Raw records >>
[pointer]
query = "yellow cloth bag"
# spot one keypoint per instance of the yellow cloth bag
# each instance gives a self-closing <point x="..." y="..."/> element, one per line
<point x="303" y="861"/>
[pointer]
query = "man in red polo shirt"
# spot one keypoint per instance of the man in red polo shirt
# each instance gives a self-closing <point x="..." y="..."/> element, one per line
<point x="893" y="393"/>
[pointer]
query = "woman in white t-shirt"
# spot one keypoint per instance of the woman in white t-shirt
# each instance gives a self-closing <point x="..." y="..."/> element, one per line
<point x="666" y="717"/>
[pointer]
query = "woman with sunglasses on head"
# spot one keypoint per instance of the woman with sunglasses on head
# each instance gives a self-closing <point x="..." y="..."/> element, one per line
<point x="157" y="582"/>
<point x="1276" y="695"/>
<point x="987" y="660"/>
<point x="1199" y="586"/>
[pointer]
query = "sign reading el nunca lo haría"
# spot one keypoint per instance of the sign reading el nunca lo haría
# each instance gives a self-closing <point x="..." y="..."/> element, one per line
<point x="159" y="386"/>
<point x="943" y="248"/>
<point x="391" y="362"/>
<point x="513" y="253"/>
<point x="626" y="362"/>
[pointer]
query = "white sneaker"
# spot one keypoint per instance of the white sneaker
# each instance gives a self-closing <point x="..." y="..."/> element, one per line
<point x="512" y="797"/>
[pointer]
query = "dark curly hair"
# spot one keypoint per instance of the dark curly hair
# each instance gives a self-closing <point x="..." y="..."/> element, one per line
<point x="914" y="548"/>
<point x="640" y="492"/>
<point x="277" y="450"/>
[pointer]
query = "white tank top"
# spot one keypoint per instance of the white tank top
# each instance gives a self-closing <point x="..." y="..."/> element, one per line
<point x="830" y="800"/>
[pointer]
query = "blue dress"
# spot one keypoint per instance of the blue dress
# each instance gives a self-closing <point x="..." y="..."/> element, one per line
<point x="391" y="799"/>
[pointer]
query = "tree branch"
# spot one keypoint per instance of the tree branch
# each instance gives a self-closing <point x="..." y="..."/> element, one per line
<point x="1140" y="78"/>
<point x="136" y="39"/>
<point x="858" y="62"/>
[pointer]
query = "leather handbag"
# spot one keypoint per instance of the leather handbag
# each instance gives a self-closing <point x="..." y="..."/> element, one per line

The exercise >> Each entry above needs to be retyped exactly.

Solution to this task >>
[pointer]
query = "yellow cloth bag"
# spot one keypoint per instance of the yellow cloth bag
# each instance gives a self-closing <point x="..." y="..."/> element, one per line
<point x="303" y="861"/>
[pointer]
query = "man in red polo shirt"
# spot one keypoint per instance of the man in red polo shirt
# each instance gives a self-closing <point x="..." y="..."/> element, one per line
<point x="893" y="393"/>
[pointer]
query = "woman in white t-shirt"
# spot one keypoint per instance of the woman in white t-shirt
# each instance gives a self-closing <point x="..." y="..."/> element, one per line
<point x="666" y="717"/>
[pointer]
query = "woman with sunglasses on head"
# spot one keypoint per instance of the woman with sunglasses on head
# each instance gives a self-closing <point x="..." y="..."/> element, one per line
<point x="157" y="582"/>
<point x="1276" y="695"/>
<point x="987" y="660"/>
<point x="1199" y="586"/>
[pointer]
query = "sign reading el nunca lo haría"
# spot one keypoint per instance of the sign reading el nunca lo haría
# each instance gives a self-closing <point x="..." y="..."/> element, one per line
<point x="159" y="386"/>
<point x="943" y="248"/>
<point x="391" y="362"/>
<point x="513" y="253"/>
<point x="626" y="362"/>
[pointer]
query = "white sneaker"
# spot one keypoint per instance of the white sneaker
# each instance gives a self-closing <point x="..." y="..."/> element, one per line
<point x="512" y="797"/>
[pointer]
query = "dark curly hair"
# spot one keypoint per instance of the dark curly hair
# each instance gives a self-closing <point x="..." y="..."/> element, one per line
<point x="914" y="548"/>
<point x="640" y="492"/>
<point x="277" y="450"/>
[pointer]
query = "white tank top"
# spot one keypoint per instance of the white tank top
# each instance gives a self-closing <point x="..." y="..."/> element, one per line
<point x="830" y="800"/>
[pointer]
query = "blue dress"
# spot one keypoint per instance of the blue dress
# each instance gives a self-closing <point x="..." y="..."/> element, one per line
<point x="391" y="799"/>
[pointer]
query = "tree branch"
# spot one keypoint per instance of the tree branch
# each instance gives a self-closing <point x="..." y="..."/> element, one per line
<point x="1140" y="78"/>
<point x="136" y="39"/>
<point x="858" y="62"/>
[pointer]
query = "leather handbag"
# spot one keypoint per instance of the leather handbag
# each instance gives a self-closing <point x="..." y="..."/> element, one per line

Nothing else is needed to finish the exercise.